• [Exercise]
Starting at the line containing "Target: white baseboard" and continuing to the end of the entries, present those lines in a Markdown table with columns Row and Line, and leave out any blank lines.

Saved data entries
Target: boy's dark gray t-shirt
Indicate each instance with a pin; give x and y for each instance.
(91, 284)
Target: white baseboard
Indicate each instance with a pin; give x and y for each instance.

• [Answer below]
| Row | Line |
|---|---|
| 1 | Target: white baseboard |
| 2 | Indicate each instance with a pin; give x and y for each instance. |